▶ **Prompt**
Rewrite the records starting at the beginning and ending at the line that contains "positive clicks: (751, 534)", replacing "rough mask" with "coarse mask" and keeping everything else the same. Leave the pictures out of your answer.

= = = =

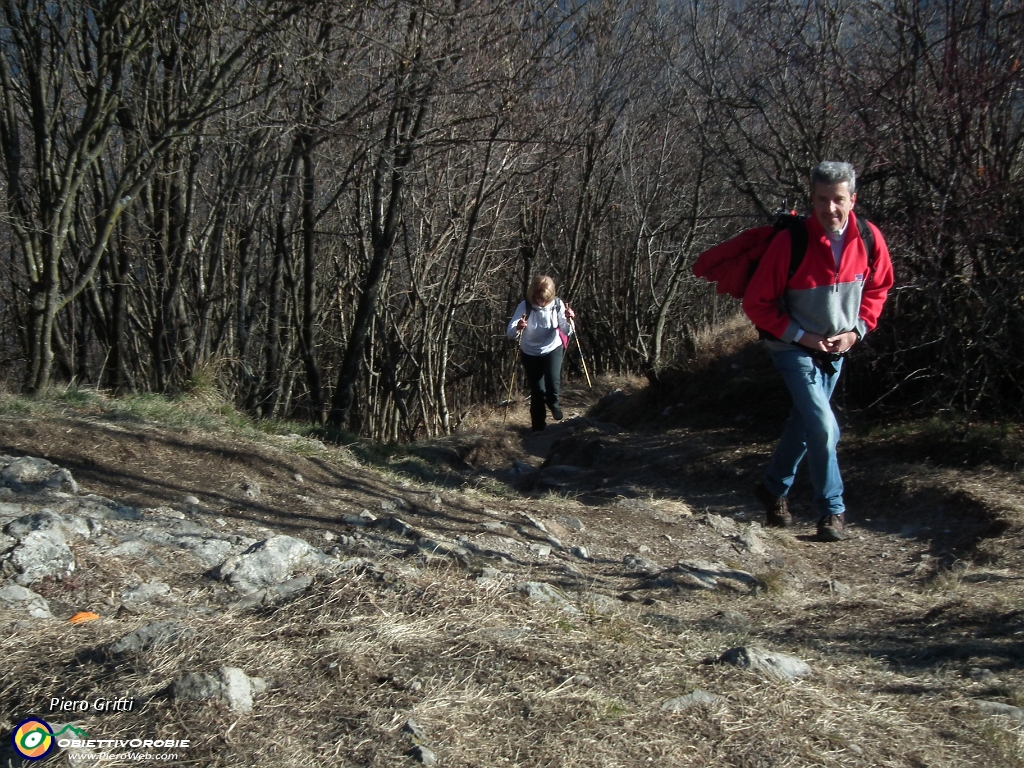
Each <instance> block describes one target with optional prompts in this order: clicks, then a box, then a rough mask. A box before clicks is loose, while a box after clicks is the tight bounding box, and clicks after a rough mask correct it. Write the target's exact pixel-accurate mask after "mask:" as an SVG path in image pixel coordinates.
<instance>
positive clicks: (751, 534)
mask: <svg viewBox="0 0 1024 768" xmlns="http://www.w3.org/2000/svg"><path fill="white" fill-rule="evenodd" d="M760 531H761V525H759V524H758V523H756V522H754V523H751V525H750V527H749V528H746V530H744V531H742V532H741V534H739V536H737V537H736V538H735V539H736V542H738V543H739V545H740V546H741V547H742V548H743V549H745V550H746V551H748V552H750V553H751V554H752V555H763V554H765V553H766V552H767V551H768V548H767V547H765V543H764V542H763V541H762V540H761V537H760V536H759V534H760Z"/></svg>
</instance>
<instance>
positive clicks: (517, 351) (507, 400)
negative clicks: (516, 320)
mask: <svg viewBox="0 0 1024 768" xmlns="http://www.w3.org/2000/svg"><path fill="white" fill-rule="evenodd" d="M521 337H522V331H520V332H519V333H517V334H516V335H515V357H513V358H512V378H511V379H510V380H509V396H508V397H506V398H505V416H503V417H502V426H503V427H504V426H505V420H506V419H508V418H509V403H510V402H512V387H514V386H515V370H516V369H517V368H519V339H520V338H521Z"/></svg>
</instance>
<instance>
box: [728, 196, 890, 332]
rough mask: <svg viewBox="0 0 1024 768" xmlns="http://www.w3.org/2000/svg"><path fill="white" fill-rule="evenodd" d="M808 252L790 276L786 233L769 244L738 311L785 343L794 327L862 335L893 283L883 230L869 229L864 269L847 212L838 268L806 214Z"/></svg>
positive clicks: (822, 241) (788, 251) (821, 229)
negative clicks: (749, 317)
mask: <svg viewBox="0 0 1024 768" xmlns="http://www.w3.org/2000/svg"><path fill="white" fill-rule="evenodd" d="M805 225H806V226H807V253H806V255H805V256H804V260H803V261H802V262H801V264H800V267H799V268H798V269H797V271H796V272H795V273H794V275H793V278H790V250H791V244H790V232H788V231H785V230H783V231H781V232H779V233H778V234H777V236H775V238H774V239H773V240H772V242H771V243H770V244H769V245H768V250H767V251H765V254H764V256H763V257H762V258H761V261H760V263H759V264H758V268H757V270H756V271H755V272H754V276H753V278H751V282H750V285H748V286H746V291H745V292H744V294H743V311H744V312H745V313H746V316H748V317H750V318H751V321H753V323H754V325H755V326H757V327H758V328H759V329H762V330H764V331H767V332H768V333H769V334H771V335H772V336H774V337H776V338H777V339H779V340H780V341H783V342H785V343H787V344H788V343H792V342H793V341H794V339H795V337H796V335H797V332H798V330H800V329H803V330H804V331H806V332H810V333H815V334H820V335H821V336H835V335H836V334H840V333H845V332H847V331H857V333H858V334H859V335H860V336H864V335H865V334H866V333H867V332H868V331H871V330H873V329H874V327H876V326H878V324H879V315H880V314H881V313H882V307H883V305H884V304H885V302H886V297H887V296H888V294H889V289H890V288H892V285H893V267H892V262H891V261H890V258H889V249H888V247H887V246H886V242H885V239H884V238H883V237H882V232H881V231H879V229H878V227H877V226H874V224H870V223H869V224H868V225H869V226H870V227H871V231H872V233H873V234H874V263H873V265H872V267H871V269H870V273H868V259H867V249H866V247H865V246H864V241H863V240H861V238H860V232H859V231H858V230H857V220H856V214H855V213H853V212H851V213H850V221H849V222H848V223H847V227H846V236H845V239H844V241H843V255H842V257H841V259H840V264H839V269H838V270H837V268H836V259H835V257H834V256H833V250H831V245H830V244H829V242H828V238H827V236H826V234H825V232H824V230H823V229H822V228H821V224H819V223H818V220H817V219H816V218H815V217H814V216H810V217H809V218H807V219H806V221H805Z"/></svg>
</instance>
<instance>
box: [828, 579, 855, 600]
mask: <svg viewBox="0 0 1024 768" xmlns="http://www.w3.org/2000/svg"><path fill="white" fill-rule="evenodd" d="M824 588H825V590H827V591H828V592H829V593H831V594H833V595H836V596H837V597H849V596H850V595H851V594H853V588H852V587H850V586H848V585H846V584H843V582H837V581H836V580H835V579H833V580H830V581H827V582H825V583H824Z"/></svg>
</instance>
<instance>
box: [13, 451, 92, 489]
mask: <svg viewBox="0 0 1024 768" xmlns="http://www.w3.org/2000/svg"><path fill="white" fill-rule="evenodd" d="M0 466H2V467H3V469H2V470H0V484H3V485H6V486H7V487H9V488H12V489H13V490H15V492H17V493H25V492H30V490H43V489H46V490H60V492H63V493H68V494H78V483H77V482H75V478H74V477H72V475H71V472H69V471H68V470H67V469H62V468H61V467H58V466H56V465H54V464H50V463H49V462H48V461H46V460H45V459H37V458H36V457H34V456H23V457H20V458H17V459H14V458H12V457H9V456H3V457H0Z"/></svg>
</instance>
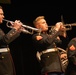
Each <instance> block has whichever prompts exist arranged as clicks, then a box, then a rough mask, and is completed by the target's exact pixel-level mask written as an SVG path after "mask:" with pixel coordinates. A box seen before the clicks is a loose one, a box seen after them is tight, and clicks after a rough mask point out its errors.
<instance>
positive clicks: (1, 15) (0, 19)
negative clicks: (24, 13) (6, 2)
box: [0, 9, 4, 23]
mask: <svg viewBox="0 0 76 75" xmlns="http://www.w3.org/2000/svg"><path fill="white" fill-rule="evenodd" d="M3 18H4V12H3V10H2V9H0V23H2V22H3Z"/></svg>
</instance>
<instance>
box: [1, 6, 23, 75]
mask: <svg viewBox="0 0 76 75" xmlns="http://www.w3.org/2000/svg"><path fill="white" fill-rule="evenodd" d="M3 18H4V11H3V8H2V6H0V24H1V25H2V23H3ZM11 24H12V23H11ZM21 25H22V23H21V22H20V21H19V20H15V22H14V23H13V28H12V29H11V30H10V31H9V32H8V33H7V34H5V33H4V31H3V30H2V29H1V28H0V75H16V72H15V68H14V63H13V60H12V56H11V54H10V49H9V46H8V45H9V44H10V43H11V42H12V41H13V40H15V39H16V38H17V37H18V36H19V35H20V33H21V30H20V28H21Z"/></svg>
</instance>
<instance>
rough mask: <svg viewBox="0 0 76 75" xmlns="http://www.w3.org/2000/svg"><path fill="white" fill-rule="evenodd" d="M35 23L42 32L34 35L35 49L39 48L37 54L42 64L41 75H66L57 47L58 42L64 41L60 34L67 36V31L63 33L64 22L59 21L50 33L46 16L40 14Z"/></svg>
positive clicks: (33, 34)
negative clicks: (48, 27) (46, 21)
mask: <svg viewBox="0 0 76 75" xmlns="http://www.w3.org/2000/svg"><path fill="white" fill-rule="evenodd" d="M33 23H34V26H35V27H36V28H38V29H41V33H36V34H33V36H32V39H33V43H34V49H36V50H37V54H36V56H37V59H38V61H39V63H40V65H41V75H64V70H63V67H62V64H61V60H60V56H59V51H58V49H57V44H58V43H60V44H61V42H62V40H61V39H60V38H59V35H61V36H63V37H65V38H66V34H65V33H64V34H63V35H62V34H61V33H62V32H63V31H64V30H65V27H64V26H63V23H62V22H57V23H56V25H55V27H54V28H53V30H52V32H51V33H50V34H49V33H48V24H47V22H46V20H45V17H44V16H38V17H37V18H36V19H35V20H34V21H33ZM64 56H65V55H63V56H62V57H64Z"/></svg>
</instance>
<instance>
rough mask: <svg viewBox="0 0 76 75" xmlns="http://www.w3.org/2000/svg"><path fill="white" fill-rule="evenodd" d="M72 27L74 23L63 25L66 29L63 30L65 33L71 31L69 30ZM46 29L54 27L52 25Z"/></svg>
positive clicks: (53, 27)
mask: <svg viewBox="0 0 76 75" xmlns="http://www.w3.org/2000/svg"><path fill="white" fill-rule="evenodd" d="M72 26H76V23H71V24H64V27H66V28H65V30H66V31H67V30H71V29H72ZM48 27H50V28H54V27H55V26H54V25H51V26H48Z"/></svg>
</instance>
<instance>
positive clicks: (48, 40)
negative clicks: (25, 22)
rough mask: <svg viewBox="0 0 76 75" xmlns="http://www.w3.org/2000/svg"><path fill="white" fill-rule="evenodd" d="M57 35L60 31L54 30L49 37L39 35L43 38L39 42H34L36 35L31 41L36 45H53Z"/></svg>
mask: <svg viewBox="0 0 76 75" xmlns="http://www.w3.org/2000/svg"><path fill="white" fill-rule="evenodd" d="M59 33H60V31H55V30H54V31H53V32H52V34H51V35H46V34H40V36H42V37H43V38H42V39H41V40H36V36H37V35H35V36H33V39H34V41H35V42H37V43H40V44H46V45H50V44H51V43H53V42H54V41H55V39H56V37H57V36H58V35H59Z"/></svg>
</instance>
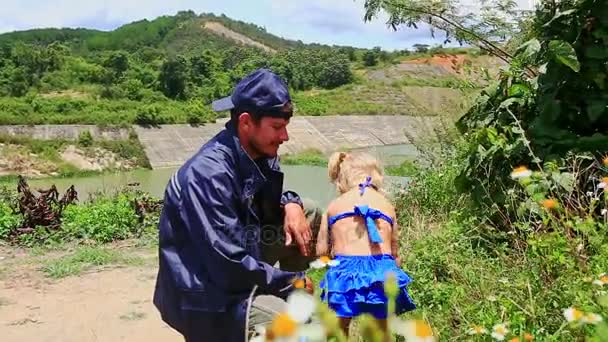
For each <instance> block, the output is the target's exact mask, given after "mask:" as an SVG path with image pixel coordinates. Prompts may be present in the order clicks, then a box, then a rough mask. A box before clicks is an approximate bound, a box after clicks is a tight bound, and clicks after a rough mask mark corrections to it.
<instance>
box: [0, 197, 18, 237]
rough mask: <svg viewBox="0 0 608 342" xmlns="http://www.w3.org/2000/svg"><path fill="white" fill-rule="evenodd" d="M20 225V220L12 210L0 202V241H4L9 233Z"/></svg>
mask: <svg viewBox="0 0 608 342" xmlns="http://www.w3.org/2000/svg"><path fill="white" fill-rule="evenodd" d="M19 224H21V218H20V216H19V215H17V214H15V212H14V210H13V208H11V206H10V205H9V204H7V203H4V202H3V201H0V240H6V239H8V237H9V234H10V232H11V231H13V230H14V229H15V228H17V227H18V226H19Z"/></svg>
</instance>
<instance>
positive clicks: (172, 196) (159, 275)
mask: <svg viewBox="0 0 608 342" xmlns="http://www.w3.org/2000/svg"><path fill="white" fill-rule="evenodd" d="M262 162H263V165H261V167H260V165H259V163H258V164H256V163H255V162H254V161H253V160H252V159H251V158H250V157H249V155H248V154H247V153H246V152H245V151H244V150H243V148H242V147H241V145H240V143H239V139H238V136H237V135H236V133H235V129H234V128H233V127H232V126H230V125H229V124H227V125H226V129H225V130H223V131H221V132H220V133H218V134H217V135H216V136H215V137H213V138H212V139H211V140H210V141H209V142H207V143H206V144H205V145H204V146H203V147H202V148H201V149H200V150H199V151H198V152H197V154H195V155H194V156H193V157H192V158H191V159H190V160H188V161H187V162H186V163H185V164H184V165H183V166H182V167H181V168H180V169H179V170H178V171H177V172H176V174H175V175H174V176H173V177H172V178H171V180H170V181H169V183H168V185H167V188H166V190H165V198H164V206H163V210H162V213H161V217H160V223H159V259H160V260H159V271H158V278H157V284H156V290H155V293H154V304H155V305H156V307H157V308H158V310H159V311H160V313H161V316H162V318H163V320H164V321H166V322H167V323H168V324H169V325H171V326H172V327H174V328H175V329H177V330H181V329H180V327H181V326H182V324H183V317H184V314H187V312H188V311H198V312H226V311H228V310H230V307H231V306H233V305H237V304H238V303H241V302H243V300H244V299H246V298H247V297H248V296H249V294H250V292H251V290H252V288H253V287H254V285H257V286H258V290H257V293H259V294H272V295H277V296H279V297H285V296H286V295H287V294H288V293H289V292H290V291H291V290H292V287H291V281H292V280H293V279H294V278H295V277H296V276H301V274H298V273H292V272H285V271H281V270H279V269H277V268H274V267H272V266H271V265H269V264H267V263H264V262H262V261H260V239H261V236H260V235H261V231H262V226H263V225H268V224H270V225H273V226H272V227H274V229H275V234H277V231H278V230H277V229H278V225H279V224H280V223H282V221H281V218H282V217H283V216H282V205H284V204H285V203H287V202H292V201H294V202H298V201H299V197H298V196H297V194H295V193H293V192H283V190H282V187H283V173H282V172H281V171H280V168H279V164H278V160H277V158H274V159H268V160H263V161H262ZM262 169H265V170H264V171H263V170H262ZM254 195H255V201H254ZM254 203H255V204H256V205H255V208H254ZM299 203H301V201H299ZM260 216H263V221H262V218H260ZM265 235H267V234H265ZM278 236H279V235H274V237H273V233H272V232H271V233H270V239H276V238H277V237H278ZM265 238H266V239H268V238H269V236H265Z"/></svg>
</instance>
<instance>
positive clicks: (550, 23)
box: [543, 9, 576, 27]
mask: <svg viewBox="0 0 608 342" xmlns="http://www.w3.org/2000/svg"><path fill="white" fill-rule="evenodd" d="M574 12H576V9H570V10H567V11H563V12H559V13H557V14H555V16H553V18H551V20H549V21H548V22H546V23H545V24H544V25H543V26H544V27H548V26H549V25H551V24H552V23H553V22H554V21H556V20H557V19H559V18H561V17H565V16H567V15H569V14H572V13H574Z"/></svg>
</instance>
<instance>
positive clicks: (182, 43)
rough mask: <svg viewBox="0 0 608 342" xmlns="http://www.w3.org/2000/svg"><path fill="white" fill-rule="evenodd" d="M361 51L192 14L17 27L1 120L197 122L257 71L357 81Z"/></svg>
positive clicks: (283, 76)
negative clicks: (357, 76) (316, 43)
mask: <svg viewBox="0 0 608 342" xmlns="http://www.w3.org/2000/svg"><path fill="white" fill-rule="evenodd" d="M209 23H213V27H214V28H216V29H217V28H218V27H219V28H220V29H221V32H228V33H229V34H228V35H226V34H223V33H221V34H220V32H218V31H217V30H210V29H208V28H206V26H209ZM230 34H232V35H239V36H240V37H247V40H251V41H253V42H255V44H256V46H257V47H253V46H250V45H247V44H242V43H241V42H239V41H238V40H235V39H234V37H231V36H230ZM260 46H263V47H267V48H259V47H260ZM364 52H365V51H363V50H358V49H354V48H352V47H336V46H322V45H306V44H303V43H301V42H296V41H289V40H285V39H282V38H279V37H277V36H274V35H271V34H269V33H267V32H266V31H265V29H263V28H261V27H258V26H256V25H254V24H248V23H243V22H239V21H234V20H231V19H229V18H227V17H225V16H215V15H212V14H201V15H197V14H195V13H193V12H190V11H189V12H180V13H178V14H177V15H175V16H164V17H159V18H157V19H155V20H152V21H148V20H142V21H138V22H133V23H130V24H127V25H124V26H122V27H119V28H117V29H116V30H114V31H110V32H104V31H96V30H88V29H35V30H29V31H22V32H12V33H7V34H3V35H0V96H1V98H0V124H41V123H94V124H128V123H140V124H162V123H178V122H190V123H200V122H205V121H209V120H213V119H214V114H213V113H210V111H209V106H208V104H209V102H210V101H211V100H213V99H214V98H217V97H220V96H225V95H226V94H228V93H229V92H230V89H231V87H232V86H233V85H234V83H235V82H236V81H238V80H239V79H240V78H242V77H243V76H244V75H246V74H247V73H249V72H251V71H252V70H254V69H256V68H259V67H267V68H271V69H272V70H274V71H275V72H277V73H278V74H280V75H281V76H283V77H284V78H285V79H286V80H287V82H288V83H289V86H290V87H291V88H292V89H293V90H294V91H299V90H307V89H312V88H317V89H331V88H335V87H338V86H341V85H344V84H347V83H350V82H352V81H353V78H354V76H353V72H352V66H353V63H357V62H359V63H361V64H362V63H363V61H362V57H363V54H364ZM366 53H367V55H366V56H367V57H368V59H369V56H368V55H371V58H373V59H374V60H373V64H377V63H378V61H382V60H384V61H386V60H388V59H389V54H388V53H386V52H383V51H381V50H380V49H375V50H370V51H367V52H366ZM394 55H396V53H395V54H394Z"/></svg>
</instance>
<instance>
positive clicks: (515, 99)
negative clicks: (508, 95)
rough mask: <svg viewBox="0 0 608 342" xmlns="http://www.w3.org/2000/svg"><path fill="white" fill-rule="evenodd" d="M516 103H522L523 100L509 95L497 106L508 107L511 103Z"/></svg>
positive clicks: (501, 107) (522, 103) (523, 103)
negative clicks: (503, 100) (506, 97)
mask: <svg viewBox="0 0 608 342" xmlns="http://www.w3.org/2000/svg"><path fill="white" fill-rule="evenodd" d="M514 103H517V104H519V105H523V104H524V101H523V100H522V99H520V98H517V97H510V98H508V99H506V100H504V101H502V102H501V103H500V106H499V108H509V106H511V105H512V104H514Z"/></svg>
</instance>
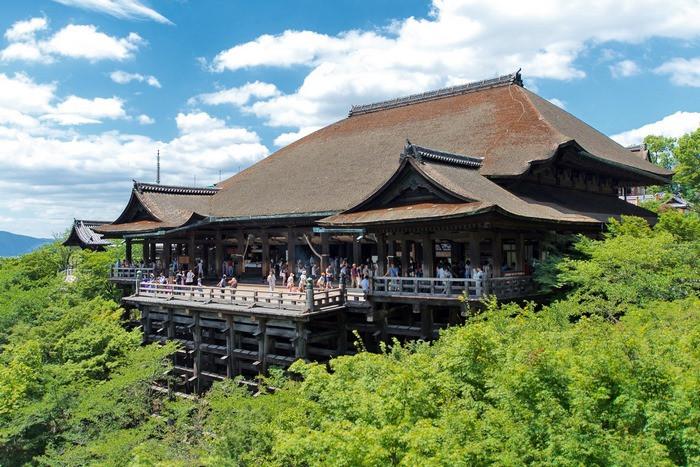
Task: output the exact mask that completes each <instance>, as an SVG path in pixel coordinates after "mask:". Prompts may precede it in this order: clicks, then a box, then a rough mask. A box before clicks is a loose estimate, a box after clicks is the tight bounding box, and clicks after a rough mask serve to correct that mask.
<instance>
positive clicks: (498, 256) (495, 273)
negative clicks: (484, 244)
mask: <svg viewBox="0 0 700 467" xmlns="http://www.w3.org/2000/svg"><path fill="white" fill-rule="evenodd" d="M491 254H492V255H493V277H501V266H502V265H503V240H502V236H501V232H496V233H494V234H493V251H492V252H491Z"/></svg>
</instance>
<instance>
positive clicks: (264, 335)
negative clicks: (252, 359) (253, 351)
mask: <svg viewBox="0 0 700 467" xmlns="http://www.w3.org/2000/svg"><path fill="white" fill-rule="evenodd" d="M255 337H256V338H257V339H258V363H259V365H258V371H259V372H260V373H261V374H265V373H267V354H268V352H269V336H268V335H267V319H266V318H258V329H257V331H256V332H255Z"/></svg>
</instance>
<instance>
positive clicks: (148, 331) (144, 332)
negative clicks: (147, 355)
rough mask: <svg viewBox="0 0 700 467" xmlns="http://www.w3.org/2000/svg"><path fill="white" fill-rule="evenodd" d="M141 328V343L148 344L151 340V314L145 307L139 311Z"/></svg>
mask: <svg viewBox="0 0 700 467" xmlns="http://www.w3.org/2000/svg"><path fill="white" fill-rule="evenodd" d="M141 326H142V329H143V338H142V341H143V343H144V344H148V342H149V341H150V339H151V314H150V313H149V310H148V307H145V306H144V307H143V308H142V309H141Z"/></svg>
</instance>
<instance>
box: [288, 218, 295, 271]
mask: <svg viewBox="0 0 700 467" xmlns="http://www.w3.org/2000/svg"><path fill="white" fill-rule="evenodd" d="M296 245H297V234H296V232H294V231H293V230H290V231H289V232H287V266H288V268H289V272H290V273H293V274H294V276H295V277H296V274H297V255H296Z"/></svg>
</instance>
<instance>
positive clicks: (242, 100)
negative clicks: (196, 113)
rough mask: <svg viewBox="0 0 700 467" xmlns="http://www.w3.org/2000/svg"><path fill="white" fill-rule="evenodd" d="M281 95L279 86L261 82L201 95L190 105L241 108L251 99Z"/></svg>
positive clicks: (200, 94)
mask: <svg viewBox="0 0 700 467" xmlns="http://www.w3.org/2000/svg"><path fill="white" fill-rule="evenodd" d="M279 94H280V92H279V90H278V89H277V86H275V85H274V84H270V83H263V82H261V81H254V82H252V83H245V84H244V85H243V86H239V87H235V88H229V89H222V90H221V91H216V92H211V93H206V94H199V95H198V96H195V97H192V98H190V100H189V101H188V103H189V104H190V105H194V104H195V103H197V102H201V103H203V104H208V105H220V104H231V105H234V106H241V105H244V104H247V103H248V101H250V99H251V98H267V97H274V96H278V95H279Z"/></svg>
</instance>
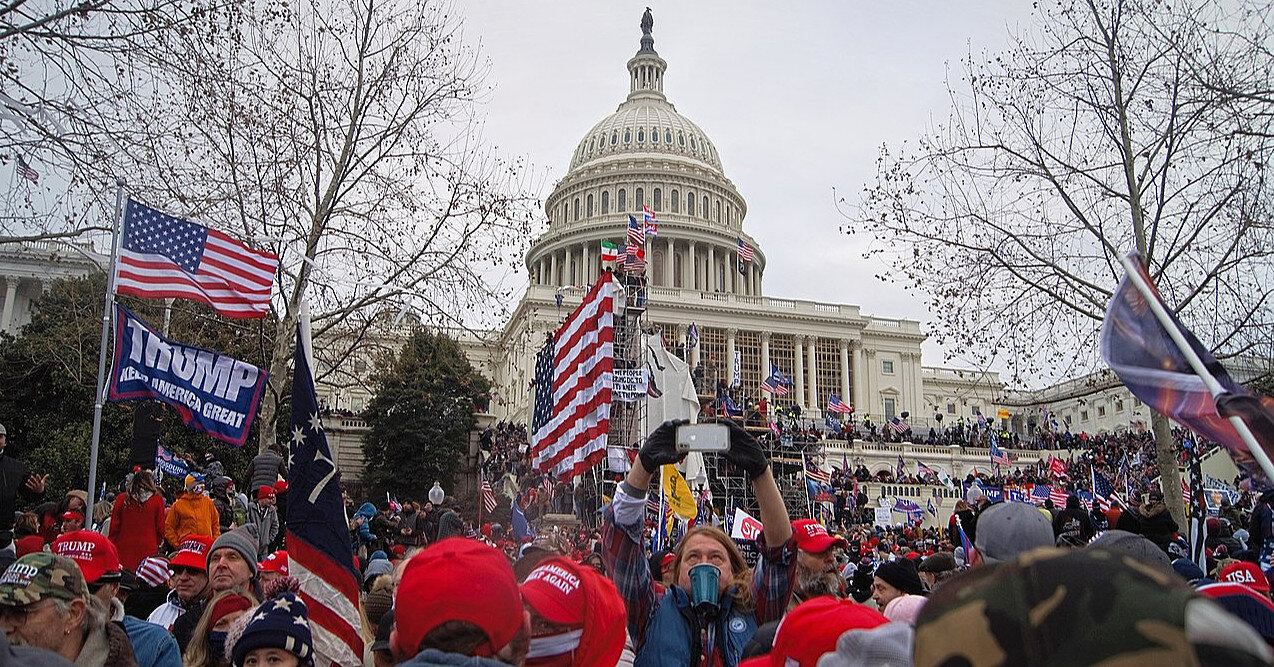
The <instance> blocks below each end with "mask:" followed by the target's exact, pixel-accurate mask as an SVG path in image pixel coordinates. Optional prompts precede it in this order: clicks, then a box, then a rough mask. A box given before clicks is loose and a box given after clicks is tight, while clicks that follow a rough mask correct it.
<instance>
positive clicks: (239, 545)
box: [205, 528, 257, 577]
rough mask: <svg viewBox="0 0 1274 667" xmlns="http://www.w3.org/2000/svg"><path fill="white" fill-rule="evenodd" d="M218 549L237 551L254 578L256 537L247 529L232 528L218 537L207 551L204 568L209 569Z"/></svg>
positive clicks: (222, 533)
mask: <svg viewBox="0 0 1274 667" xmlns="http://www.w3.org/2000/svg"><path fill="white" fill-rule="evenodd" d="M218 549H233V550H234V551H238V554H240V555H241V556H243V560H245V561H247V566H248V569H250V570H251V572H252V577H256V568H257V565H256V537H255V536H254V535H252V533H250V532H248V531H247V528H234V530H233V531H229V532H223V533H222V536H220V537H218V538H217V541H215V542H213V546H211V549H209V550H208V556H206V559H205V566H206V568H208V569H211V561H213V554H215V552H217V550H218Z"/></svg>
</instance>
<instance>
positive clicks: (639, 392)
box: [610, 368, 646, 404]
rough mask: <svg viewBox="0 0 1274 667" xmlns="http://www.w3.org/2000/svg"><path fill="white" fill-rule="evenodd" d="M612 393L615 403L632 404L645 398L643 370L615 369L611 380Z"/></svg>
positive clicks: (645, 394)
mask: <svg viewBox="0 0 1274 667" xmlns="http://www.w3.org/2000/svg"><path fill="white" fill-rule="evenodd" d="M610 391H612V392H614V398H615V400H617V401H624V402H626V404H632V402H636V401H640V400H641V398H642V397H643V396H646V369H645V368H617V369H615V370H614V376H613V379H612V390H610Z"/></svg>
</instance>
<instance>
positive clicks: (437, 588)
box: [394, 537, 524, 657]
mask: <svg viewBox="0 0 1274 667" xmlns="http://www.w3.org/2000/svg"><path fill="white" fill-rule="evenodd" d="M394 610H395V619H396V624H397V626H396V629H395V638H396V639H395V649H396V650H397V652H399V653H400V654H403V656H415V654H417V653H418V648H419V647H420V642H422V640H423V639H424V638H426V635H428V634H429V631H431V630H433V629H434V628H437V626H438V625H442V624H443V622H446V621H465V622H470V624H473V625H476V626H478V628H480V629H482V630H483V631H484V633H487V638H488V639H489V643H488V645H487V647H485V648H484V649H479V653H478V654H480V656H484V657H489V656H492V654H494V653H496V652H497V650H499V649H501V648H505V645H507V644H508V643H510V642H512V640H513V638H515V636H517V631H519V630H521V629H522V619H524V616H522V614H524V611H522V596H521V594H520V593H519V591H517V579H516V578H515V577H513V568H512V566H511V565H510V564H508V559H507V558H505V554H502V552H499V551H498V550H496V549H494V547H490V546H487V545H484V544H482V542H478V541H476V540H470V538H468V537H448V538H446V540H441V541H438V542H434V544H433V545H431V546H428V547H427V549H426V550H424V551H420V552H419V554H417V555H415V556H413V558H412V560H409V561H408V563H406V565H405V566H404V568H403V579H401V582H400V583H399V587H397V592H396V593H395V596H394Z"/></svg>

= = = =

▶ **Result of this exercise**
Each <instance> block describes one target with optional prompts in this order: clicks, then a box, then a coarse mask. A box before clicks is loose, while a box after clicks is the tight bounding box, and clicks after a coarse mask correct it. Write the target's exact pixel-accurate mask after "mask:" as an SVG path in image pixel coordinates.
<instance>
positive clicks: (751, 534)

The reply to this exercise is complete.